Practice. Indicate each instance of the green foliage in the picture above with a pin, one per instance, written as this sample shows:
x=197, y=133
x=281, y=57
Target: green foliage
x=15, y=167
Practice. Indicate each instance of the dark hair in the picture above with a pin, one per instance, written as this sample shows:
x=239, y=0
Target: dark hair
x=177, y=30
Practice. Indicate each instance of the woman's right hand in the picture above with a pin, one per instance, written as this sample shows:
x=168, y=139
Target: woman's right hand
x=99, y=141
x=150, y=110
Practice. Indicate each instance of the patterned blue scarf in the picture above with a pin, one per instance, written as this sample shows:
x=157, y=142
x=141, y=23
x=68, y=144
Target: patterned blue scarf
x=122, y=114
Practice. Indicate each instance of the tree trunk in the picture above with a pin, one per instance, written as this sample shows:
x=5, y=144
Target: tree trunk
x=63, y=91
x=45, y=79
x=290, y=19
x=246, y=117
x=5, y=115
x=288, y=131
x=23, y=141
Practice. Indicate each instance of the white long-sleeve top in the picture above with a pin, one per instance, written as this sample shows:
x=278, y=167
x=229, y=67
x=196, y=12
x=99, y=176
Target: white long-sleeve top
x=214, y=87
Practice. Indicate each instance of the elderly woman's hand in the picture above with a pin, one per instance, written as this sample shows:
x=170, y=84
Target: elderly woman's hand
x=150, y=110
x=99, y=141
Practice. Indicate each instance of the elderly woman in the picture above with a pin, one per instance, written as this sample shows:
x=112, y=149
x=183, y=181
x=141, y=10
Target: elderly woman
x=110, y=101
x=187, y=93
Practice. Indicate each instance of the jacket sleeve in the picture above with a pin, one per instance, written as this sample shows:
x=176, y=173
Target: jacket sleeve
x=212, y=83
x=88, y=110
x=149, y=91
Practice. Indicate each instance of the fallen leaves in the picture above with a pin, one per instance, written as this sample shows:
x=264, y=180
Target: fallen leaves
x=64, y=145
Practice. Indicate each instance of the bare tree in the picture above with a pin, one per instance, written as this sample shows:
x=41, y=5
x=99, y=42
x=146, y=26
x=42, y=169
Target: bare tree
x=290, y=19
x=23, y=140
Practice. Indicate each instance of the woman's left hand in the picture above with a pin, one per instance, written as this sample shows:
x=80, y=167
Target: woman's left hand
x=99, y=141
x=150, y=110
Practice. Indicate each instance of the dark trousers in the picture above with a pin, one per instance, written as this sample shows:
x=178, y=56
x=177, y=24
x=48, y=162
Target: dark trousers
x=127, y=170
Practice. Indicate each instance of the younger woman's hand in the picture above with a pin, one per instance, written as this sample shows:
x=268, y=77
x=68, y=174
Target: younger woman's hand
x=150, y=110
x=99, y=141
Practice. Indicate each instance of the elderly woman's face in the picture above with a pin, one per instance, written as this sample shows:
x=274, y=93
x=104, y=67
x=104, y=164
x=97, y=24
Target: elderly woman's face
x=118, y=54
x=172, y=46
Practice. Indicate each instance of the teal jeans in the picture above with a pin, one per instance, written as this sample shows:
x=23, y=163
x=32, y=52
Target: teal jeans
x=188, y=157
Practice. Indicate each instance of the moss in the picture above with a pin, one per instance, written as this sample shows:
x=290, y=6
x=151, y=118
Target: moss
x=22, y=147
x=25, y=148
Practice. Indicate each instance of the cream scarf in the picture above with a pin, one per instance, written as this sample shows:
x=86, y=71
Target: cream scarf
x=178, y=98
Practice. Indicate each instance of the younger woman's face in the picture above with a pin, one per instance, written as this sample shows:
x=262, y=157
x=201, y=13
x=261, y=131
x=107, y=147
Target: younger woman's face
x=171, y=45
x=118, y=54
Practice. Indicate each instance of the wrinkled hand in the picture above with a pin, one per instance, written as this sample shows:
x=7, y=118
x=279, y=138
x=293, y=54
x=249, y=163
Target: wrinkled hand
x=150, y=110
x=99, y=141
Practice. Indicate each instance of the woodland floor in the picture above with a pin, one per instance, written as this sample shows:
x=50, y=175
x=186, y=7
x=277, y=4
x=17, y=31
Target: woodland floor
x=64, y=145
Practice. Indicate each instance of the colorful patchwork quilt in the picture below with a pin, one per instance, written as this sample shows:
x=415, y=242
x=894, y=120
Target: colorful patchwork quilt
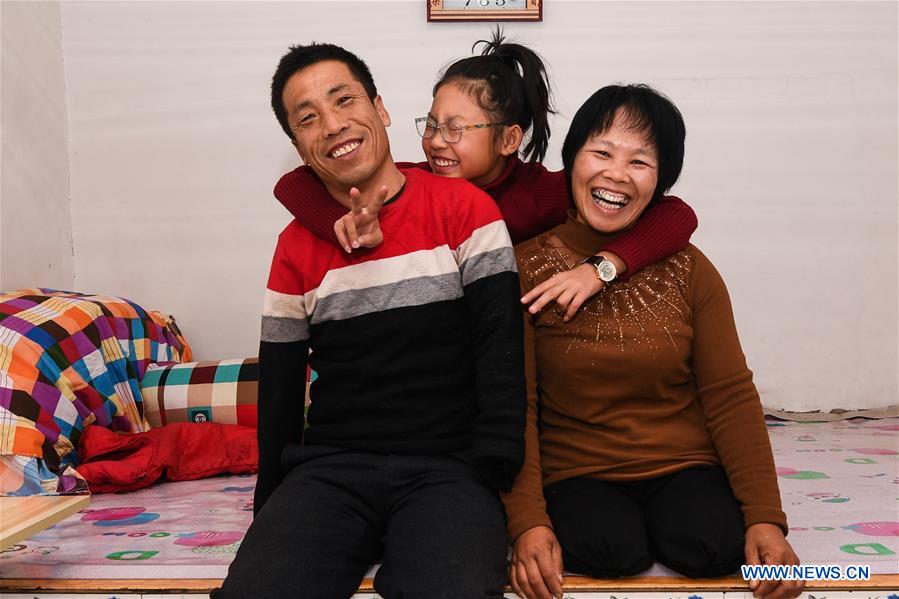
x=68, y=360
x=839, y=482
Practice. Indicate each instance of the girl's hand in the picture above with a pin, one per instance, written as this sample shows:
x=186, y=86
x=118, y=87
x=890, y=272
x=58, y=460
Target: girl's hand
x=568, y=289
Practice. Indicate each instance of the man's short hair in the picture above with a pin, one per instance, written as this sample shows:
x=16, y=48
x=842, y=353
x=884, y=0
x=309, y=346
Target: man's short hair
x=300, y=57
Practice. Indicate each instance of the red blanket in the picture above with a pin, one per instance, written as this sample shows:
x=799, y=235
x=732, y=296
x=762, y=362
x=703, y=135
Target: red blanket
x=112, y=461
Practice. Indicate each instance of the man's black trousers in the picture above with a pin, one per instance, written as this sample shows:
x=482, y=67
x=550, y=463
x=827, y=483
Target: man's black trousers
x=437, y=529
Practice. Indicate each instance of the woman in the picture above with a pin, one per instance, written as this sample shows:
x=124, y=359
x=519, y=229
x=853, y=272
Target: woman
x=484, y=108
x=651, y=444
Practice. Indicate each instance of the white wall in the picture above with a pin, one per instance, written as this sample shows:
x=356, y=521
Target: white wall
x=36, y=227
x=791, y=160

· · · ·

**DIRECTIONS:**
Please output the full listing above exactly, minus any pictures.

**ANSWER:**
Practice. Indicate each instance of the green foliage in the picture above with a pin, one per instance, written as this sample shows:
x=197, y=133
x=281, y=57
Target: green foliage
x=15, y=167
Practice. Indicate each instance of the dark hair in the picture above with a pin, one per instance, written as this sample shows:
x=239, y=0
Target: dark hair
x=177, y=30
Practice. Indicate each instance of the woman's right hand in the picture above with a pin, one per instance, written as this sample shows:
x=168, y=139
Target: woman's right hand
x=99, y=141
x=150, y=110
Practice. Indicate each instance of the patterned blue scarf in the picture above with a pin, one per instance, written as this sample shows:
x=157, y=142
x=141, y=23
x=68, y=144
Target: patterned blue scarf
x=122, y=114
Practice. Indicate each instance of the tree trunk in the picture above with a pin, one per instance, written as this sample shows:
x=5, y=144
Target: tree trunk
x=63, y=91
x=45, y=79
x=290, y=19
x=246, y=117
x=5, y=115
x=288, y=131
x=23, y=141
Practice. Indicate each instance of the white long-sleeve top in the picture above with a pin, one per instance, written as this sample shows:
x=278, y=167
x=229, y=67
x=196, y=12
x=99, y=176
Target: white long-sleeve top
x=214, y=87
Practice. Indicate each instance of the elderly woman's hand in the picture above with a pin, one per instance, written as this sample shows:
x=170, y=84
Target: elderly woman's hand
x=150, y=110
x=99, y=141
Practice. Indicate each instance of the elderly woman in the picture above with a pin, one per instance, written as this sample shows:
x=112, y=149
x=183, y=181
x=141, y=10
Target: elderly woman
x=110, y=101
x=187, y=93
Practice. Indicate each instance of the jacket sleeve in the picture above with a pin, one per instance, written as this sample shows:
x=176, y=173
Target: jacket sleeve
x=212, y=83
x=88, y=110
x=149, y=91
Practice. Indicate each instance of the fallen leaves in the picture above with a pin, one per instance, written as this sample shows:
x=264, y=180
Target: fallen leaves
x=64, y=145
Practice. Indicate each instance of the bare tree in the picture above with a pin, one per instance, written as this sample shows:
x=41, y=5
x=99, y=42
x=146, y=26
x=42, y=169
Target: bare tree
x=290, y=19
x=23, y=140
Practice. Indicate each instance of the woman's left hand in the picture above with a pin, one per instance, written as this sample shows:
x=80, y=167
Target: woman's left hand
x=99, y=141
x=150, y=110
Practice. Indicate each instance of the dark trousers in the picture above with a pin, one per instance, written as this sample shows:
x=178, y=56
x=177, y=24
x=48, y=162
Target: dark trousers
x=127, y=170
Practice. Indicate each instance of the younger woman's hand in the picture above with a pin, one per instance, written as this sample shows:
x=268, y=77
x=68, y=174
Target: younger woman's hand
x=150, y=110
x=99, y=141
Practice. Indicate each instance of the elderly woman's face in the picture above with a pin, one per instance, written as this sample shows:
x=274, y=93
x=104, y=67
x=104, y=164
x=97, y=24
Target: elderly woman's face
x=118, y=54
x=172, y=46
Practice. Indicate each instance of the teal jeans in the picture above with a pin, one per instance, written as this sample shows:
x=23, y=163
x=32, y=52
Target: teal jeans
x=188, y=157
Practice. Indicate each instance of the moss in the picture above with a pin, one per instance, written as this sample shows:
x=290, y=6
x=151, y=118
Target: moss
x=22, y=147
x=25, y=148
Practice. Indicate each instance of the cream scarf in the picture above with a pin, one per instance, written as this sample shows:
x=86, y=71
Target: cream scarf
x=178, y=98
Practice. Indicate each instance of the younger woman's face in the picture above with a pin, one per instance, written as this sample shows:
x=262, y=157
x=201, y=13
x=261, y=131
x=107, y=147
Target: younger woman's face
x=171, y=45
x=118, y=54
Practice. Indicate each instance of the wrinkled hand in the picture above with a pin, one per instance, written as this sample shows:
x=7, y=118
x=279, y=138
x=293, y=54
x=249, y=163
Target: wrinkled hand
x=150, y=110
x=99, y=141
Practice. Indicate each instance of the woodland floor in the picture above with a pin, one per instance, written as this sample shows:
x=50, y=175
x=186, y=7
x=277, y=4
x=17, y=31
Target: woodland floor
x=64, y=145
Practice. Indicate each instance of the colorful patchwork quilt in the picture below with a pin, one per instance, written as this sample shows:
x=415, y=242
x=894, y=120
Target: colorful patchwork quilt
x=68, y=360
x=839, y=482
Practice. Indicate each instance of the girl's hand in the picture above with a pin, one per instance, written as this sample shows:
x=186, y=86
x=118, y=87
x=890, y=272
x=58, y=460
Target: girl's hand
x=568, y=289
Practice. Indicate each instance of the man's short hair in the picture above with a pin, one per instance, written as this sample shows:
x=16, y=48
x=842, y=353
x=884, y=0
x=309, y=346
Target: man's short hair
x=300, y=57
Practice. Indicate each instance of the red blanket in the picture above with a pin, one per instance, written as this sample shows:
x=799, y=235
x=732, y=296
x=762, y=362
x=703, y=135
Target: red blanket
x=112, y=461
Practice. Indicate each instance of the man's black trousers in the picture above with a pin, one per instance, written as this sample shows:
x=482, y=67
x=550, y=463
x=827, y=483
Target: man's black trousers
x=437, y=529
Practice. Indicate each instance of the woman in the picture above with a pin, one per instance, written as this sample shows:
x=124, y=359
x=519, y=229
x=853, y=272
Target: woman
x=484, y=108
x=651, y=444
Practice. Indicate each instance of the white wall in the picture above with a pin, one per instance, written as this sample shows:
x=356, y=521
Target: white wall
x=36, y=227
x=791, y=160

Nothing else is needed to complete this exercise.